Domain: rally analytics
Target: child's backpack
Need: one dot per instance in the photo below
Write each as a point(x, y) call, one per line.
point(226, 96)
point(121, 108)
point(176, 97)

━━━━━━━━━━

### AIM OF THE TASK
Retype all the material above precisely, with no line left out.

### ANSWER AREA
Domain: rally analytics
Target: child's backpack
Need: one dot per instance in the photo below
Write each as a point(x, y) call, one per line.
point(226, 96)
point(121, 108)
point(176, 97)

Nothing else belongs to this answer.